TASK TO COMPLETE:
Repeat each record below exactly, dropping the pictures.

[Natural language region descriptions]
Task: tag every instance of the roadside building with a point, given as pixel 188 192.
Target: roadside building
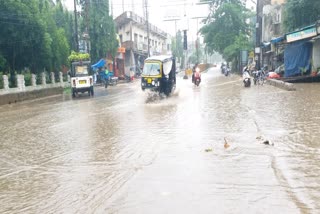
pixel 133 34
pixel 272 45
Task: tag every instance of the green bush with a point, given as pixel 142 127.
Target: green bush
pixel 56 76
pixel 12 80
pixel 27 78
pixel 48 78
pixel 65 77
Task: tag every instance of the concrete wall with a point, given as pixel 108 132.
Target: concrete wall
pixel 278 1
pixel 316 54
pixel 22 92
pixel 28 95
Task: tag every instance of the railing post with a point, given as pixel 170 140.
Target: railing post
pixel 52 78
pixel 33 80
pixel 20 82
pixel 61 77
pixel 43 79
pixel 5 82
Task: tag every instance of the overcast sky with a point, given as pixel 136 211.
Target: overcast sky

ANSWER SPACE:
Task: tag every instance of the roadside building with a point, given as pixel 188 192.
Target: roadside building
pixel 133 34
pixel 272 45
Task: tag every instance of the green bush with a point, given as pixel 142 127.
Target: green bush
pixel 56 76
pixel 12 80
pixel 27 78
pixel 48 78
pixel 65 77
Task: tag every instance of the concrete wall with a point, given as pixel 108 132.
Target: concrete wall
pixel 278 1
pixel 316 54
pixel 22 92
pixel 28 95
Task: tag every instance of the railing post with a point, given as pixel 170 140.
Target: railing post
pixel 52 78
pixel 33 80
pixel 20 82
pixel 61 77
pixel 43 79
pixel 5 82
Task: tag every instance of the overcast sky with a point, given as pixel 136 211.
Target: overcast sky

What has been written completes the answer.